* Start Records shown *

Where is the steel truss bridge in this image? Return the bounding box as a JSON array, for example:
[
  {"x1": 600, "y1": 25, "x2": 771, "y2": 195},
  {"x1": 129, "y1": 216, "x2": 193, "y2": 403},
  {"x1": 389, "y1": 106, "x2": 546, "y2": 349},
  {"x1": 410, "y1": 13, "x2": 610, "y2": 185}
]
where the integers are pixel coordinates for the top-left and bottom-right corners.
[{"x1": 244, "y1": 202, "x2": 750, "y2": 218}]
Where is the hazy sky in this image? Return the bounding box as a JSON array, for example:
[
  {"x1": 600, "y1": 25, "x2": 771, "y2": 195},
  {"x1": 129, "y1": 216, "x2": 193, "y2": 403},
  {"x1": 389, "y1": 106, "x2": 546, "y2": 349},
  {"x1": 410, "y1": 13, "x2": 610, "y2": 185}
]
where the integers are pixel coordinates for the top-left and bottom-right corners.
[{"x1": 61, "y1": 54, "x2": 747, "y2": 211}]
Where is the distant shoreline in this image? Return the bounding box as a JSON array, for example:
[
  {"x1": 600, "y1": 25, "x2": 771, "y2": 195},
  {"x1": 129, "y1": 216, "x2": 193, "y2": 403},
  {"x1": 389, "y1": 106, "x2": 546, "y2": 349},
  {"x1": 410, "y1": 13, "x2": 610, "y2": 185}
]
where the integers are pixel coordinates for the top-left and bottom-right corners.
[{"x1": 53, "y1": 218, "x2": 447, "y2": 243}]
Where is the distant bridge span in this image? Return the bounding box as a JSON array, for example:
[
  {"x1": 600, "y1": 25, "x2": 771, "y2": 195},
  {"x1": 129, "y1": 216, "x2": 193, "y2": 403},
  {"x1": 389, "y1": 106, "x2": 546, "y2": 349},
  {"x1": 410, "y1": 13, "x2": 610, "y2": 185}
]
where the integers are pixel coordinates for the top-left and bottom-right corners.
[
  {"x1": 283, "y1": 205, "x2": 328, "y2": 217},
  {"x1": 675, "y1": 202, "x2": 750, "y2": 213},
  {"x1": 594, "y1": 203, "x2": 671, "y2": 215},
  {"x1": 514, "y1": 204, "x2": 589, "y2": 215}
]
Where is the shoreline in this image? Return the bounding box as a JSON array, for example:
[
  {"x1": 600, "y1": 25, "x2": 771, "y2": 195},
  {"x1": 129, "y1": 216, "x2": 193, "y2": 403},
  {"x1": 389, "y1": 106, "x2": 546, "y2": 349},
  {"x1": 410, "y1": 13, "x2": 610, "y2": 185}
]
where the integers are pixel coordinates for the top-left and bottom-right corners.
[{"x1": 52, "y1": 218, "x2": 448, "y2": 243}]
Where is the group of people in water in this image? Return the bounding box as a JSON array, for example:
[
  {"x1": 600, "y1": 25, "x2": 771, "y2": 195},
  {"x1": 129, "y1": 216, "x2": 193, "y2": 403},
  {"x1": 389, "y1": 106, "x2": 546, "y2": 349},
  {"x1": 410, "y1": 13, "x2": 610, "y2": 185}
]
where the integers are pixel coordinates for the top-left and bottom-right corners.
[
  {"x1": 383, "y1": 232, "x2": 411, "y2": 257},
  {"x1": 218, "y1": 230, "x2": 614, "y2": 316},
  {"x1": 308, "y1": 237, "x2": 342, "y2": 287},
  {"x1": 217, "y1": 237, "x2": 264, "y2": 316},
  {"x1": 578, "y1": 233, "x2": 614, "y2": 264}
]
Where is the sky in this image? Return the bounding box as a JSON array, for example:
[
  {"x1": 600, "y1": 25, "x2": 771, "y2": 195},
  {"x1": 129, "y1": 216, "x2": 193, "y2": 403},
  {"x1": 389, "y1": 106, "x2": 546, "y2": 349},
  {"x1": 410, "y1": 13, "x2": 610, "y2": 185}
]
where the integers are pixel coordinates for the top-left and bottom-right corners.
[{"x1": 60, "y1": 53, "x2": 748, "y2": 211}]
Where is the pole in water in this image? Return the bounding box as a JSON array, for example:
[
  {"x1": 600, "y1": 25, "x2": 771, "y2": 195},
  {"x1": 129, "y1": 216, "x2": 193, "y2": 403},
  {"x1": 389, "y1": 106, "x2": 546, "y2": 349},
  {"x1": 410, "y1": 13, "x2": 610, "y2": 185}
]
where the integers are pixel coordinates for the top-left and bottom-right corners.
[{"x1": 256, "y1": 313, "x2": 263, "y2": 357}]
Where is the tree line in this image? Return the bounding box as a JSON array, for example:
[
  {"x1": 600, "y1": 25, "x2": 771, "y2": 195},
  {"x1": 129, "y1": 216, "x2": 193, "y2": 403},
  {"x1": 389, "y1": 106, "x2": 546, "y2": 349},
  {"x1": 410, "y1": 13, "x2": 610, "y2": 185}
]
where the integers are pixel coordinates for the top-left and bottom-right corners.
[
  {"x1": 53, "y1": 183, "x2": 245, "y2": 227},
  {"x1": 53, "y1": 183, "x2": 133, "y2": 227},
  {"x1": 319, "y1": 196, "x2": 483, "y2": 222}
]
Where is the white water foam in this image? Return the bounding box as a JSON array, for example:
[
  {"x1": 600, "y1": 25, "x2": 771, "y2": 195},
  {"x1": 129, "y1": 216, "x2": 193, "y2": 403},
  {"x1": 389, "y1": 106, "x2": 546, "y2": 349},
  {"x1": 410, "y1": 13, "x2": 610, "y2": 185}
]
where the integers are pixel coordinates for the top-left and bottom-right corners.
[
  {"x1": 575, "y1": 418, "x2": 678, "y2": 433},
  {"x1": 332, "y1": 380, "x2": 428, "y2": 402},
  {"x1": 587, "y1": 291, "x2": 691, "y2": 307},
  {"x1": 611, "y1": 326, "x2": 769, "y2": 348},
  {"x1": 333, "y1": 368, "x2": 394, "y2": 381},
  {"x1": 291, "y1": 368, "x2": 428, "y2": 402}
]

* End Records shown *

● **Required work**
Send back all of the entries exactly, with nothing missing.

● **Solution to this problem**
Where is the steel truss bridge in this image? Return the bounding box as a JSON array, for example:
[
  {"x1": 600, "y1": 25, "x2": 771, "y2": 195},
  {"x1": 129, "y1": 216, "x2": 193, "y2": 403},
  {"x1": 389, "y1": 106, "x2": 546, "y2": 349},
  {"x1": 410, "y1": 13, "x2": 610, "y2": 185}
]
where the integers are pixel coordinates for the top-left and bottom-right corners.
[{"x1": 244, "y1": 202, "x2": 750, "y2": 218}]
Where is the hazy sky in this image? Return the bounding box as a JSON array, for example:
[
  {"x1": 600, "y1": 25, "x2": 771, "y2": 195},
  {"x1": 129, "y1": 216, "x2": 193, "y2": 403},
  {"x1": 389, "y1": 106, "x2": 546, "y2": 349},
  {"x1": 410, "y1": 13, "x2": 610, "y2": 185}
]
where the integers are pixel coordinates for the top-left and bottom-right corners.
[{"x1": 61, "y1": 54, "x2": 747, "y2": 211}]
Where is the distant shoreline in this image? Return the bounding box as a JSON array, for example:
[
  {"x1": 600, "y1": 25, "x2": 771, "y2": 195},
  {"x1": 129, "y1": 216, "x2": 193, "y2": 403},
  {"x1": 389, "y1": 106, "x2": 546, "y2": 349},
  {"x1": 410, "y1": 13, "x2": 610, "y2": 185}
]
where the integers are pixel coordinates for the top-left and bottom-right corners.
[{"x1": 53, "y1": 218, "x2": 447, "y2": 243}]
Where is the distant bridge span in this image? Return the bounding box as a JSON array, for example:
[
  {"x1": 600, "y1": 25, "x2": 771, "y2": 195},
  {"x1": 129, "y1": 216, "x2": 193, "y2": 403},
  {"x1": 389, "y1": 106, "x2": 546, "y2": 349},
  {"x1": 410, "y1": 13, "x2": 610, "y2": 185}
]
where the integers are pixel coordinates for the top-left and bottom-right corners.
[
  {"x1": 283, "y1": 205, "x2": 328, "y2": 217},
  {"x1": 675, "y1": 202, "x2": 750, "y2": 213},
  {"x1": 594, "y1": 203, "x2": 671, "y2": 215},
  {"x1": 514, "y1": 204, "x2": 589, "y2": 215}
]
Where is the shoreline in this image? Return the bounding box as a JSON array, for example:
[
  {"x1": 600, "y1": 25, "x2": 771, "y2": 195},
  {"x1": 129, "y1": 216, "x2": 193, "y2": 403},
  {"x1": 389, "y1": 106, "x2": 546, "y2": 349},
  {"x1": 410, "y1": 13, "x2": 610, "y2": 185}
]
where the integers are pixel coordinates for the top-left and bottom-right corners.
[{"x1": 52, "y1": 218, "x2": 448, "y2": 243}]
Where is the group of people in water in this image? Return the bounding box as a JSON array, for example:
[
  {"x1": 600, "y1": 25, "x2": 771, "y2": 195},
  {"x1": 129, "y1": 216, "x2": 193, "y2": 403},
  {"x1": 389, "y1": 106, "x2": 546, "y2": 349},
  {"x1": 410, "y1": 13, "x2": 610, "y2": 185}
]
where the integers are pixel coordinates for the top-left and bottom-right corners.
[
  {"x1": 383, "y1": 232, "x2": 411, "y2": 257},
  {"x1": 218, "y1": 230, "x2": 614, "y2": 316},
  {"x1": 308, "y1": 237, "x2": 342, "y2": 287},
  {"x1": 217, "y1": 237, "x2": 264, "y2": 316},
  {"x1": 578, "y1": 233, "x2": 614, "y2": 264}
]
Where is the sky in this image? Return the bounding box as a JSON array, for example:
[
  {"x1": 600, "y1": 25, "x2": 771, "y2": 195},
  {"x1": 129, "y1": 216, "x2": 193, "y2": 403},
  {"x1": 389, "y1": 106, "x2": 546, "y2": 349},
  {"x1": 410, "y1": 13, "x2": 610, "y2": 185}
]
where the integers are pixel coordinates for the top-left and bottom-right corners.
[{"x1": 60, "y1": 53, "x2": 748, "y2": 211}]
Where is the pole in water in this image? Return the bounding box as a JSON array, for example:
[
  {"x1": 600, "y1": 25, "x2": 771, "y2": 195},
  {"x1": 129, "y1": 216, "x2": 193, "y2": 403},
  {"x1": 389, "y1": 106, "x2": 546, "y2": 349},
  {"x1": 410, "y1": 13, "x2": 610, "y2": 185}
]
where the integers are pixel coordinates for the top-left and bottom-right corners.
[{"x1": 256, "y1": 313, "x2": 263, "y2": 357}]
Where is the tree line in this image? Return the bounding box as a JSON array, for example:
[
  {"x1": 600, "y1": 25, "x2": 771, "y2": 195},
  {"x1": 129, "y1": 216, "x2": 193, "y2": 403},
  {"x1": 389, "y1": 106, "x2": 546, "y2": 349},
  {"x1": 410, "y1": 13, "x2": 610, "y2": 185}
]
where the integers are pixel coordinates for the top-left and bottom-right corners.
[
  {"x1": 53, "y1": 183, "x2": 245, "y2": 227},
  {"x1": 53, "y1": 183, "x2": 133, "y2": 227},
  {"x1": 319, "y1": 196, "x2": 483, "y2": 222}
]
Where is the white water foam in this image? Return the bounding box as a JSON array, for example:
[
  {"x1": 600, "y1": 25, "x2": 771, "y2": 195},
  {"x1": 129, "y1": 216, "x2": 193, "y2": 403},
  {"x1": 389, "y1": 106, "x2": 546, "y2": 349},
  {"x1": 410, "y1": 13, "x2": 610, "y2": 185}
]
where the integers are pixel coordinates for the top-left and bottom-right corners.
[
  {"x1": 575, "y1": 418, "x2": 678, "y2": 433},
  {"x1": 332, "y1": 380, "x2": 428, "y2": 402},
  {"x1": 587, "y1": 291, "x2": 691, "y2": 307},
  {"x1": 611, "y1": 326, "x2": 769, "y2": 348},
  {"x1": 333, "y1": 368, "x2": 394, "y2": 381},
  {"x1": 291, "y1": 368, "x2": 428, "y2": 402}
]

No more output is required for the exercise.